Your task
Copy every entry precisely.
▬▬▬▬▬▬
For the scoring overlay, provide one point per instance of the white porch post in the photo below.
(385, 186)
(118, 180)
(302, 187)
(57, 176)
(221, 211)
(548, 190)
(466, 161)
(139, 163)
▬▬▬▬▬▬
Output for this exercise
For the scoring overlay, provide one point per instance of the white porch post in the photo below.
(385, 186)
(118, 180)
(302, 187)
(57, 176)
(221, 211)
(548, 190)
(466, 161)
(139, 163)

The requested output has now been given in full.